**Document extract:**
The system can also include a foam layer coupled to the closure member, the foam layer being compressed between the closure member and transparent member in the closed position. The foam layer can form a seal between the closure member and housing in the closed position. The system can further include a cylinder having an elongated member movably coupled to the closure member, the elongated member movable in a substantially linear direction between a retracted position and an extended position; wherein, the closure member is in the closed position when the elongated member is in the retracted position, and the closure member is in the open position when the elongated member is in the extended position.

In another embodiment, a vision enclosure assembly is provided for use in a welding environment. The enclosure assembly includes a housing having a top panel, a bottom panel, a side panel, a front panel, and a back panel. The enclosure also includes a closure member pivotably coupled to the housing, the closure member adapted to pivot between an open position and a closed position. A bracket is coupled to the back panel of the housing, the bracket configured to couple to a robotic arm. The enclosure further includes an image-recording device disposed within the housing and coupled thereto, the image-recording device including a lens oriented towards the bottom panel. A light source is disposed within the housing and coupled thereto, the light source being disposed adjacent the image-recording device and configured to emit light in a direction towards the bottom panel. The top panel, bottom panel, side panel, front panel, and back panel each have a longest dimension less than about six inches.

In a related embodiment, the front panel and top panel can be removably coupled to the housing. Also, the bottom panel is at least partially transparent. The bottom panel can also be fixedly coupled to the housing.

In one aspect of this embodiment, the bottom panel and the closure member are substantially parallel to one another in the closed position. In another aspect, the bottom panel and the closure member are substantially perpendicular to one another in the open position. In addition, the image-recording device and light source can be substantially enclosed by the housing in the open and closed positions. The enclosure assembly can further include a seal coupled to the closure member. The seal can be compressed between the closure member and bottom panel in the closed position. The enclosure assembly can also include a cylinder having an elongated member coupled to the closure member. The elongated member can be movable between a retracted position in which the closure member is in the closed position and an extended position in which the closure member is in the open position.

[Pointing entries for labeled objects]
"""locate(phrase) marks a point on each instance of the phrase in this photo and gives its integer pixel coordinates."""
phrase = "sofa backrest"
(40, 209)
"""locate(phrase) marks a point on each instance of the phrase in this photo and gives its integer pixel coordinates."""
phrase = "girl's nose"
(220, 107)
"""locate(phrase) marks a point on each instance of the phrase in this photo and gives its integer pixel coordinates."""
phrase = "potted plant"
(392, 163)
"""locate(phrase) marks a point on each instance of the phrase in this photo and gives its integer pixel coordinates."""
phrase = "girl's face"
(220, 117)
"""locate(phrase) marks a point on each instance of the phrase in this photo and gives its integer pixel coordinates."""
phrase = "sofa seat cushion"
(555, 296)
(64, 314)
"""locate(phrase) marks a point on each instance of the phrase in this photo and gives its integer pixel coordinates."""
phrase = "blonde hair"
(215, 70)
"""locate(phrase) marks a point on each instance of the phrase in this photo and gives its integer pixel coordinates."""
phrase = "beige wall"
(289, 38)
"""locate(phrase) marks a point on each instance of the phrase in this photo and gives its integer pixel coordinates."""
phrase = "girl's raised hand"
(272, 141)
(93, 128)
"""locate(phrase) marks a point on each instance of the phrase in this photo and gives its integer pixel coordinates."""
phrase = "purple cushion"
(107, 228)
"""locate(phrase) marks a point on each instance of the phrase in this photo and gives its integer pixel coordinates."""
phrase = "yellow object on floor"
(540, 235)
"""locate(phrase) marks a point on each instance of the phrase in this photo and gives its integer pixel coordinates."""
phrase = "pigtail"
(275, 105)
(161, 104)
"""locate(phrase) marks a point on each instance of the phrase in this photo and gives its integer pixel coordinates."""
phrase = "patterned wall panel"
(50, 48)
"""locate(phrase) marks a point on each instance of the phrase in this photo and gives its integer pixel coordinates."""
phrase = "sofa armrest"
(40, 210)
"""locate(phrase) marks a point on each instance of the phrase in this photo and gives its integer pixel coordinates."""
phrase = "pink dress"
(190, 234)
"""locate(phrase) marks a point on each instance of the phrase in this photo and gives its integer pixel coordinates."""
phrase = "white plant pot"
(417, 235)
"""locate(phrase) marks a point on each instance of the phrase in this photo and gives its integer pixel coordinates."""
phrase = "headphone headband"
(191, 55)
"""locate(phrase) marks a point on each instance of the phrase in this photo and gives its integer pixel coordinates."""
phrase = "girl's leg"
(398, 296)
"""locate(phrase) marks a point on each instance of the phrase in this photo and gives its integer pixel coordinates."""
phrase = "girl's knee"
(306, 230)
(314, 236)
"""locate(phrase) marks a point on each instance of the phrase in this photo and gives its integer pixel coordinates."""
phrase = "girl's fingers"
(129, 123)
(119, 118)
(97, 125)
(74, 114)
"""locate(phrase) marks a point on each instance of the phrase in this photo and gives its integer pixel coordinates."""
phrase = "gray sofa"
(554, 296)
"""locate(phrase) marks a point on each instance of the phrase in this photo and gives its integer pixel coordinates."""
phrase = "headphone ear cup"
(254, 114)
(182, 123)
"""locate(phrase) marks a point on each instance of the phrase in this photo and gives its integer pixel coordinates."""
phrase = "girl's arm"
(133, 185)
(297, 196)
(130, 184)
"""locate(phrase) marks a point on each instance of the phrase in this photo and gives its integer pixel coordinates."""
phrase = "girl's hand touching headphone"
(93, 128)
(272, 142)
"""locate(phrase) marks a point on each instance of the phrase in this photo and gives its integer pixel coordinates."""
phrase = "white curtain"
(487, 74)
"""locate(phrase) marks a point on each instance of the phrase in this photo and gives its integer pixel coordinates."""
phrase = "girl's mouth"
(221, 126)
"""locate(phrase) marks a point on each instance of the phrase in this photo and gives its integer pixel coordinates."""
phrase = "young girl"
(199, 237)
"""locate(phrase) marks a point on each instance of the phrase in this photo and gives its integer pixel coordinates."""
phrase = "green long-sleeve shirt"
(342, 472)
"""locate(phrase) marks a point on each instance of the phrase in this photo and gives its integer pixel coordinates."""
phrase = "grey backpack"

**Exercises:**
**A.** Quote the enclosure excerpt word for word, starting at the words "In a related" and stopping after "fixedly coupled to the housing.".
**B.** Answer these questions using the enclosure excerpt:
(i) In the closed position, the foam layer is compressed between which two parts?
(ii) The bracket on the back panel is configured to couple to what?
(iii) How are the bottom panel and the closure member oriented relative to each other in the open position?

**Solutions to the tasks:**
**A.**
In a related embodiment, the front panel and top panel can be removably coupled to the housing. Also, the bottom panel is at least partially transparent. The bottom panel can also be fixedly coupled to the housing.

**B.**
(i) The closure member and the transparent member.
(ii) A robotic arm.
(iii) Substantially perpendicular to one another.